_Required work_
#1 Translate this sentence from the piece on open-sourcing an app into Spanish: "You definitely don't need to wait until v1.0, though it might be good to wait until you've got some early proof of concept code to "announce" the project."
#2 Carry on the piece about open-sourcing an app, picking up right after its last sentence.

_Extract to read_
-*-

I'm developing an application and am thinking about releasing it open source.
Is it good choice to open source it, even though it's not a developer API library, but an end user app?
When is it a good time to release the source code? Should I start the project open source from the very beginning or wait until it's v1.0?
If the source code is GPL, how do you prevent someone from grabbing it and illegally releasing a proprietary closed source application? In practice, how can this violation of copyright law be spotted and is the law enforceable?
This is all inherently subjective, of course...
Yes. There are many open source end user applications. Firefox, GIMP, Inkscape, Open Office, and many many (other) GNOME and KDE apps, for example.
You definitely don't need to wait until v1.0, though it might be good to wait until you've got some early proof of concept code to "announce" the project. If you announce an empty code repository you'r unlikely to get contributors, and it may be hard to drum up enthusiasm later.

-*-

_Source excerpt_
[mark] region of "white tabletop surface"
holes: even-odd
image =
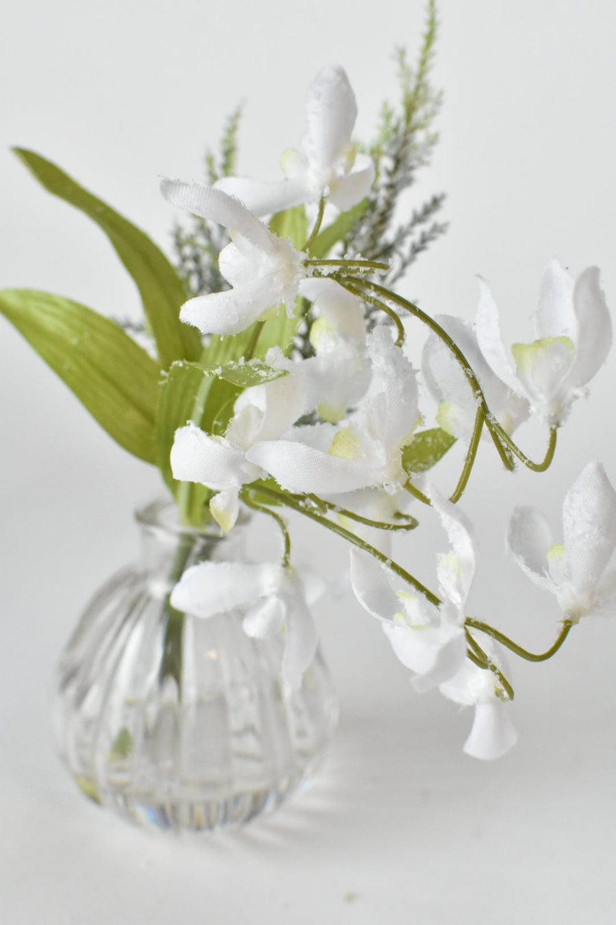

-*-

_Answers for this exercise_
#1 Definitivamente no necesitas esperar hasta la v1.0, aunque podría ser buena idea esperar hasta tener algo de código inicial como prueba de concepto para "anunciar" el proyecto.

#2
Spotting a GPL violation of an app is probably easier than spotting a GPL violation of a library, on average.
If the code is GPL and you have evidence (or strong suspicions) that the GPL was violated you could try contacting gpl-violations.org or the FSF.
Here are my opinions:
1 - Yes. It can be a portfolio, an example app for others, anything... IMHO, it doesn't matter if it's not a dev-focused project.
2 - Since the beginning. One great thing about these open-sources repositories is that it holds the source code. And there, you can but some ideas about the direction of the project, maybe even discuss it with other users / developers.
3 - Thats tough. I guess you can't, but I'm not sure.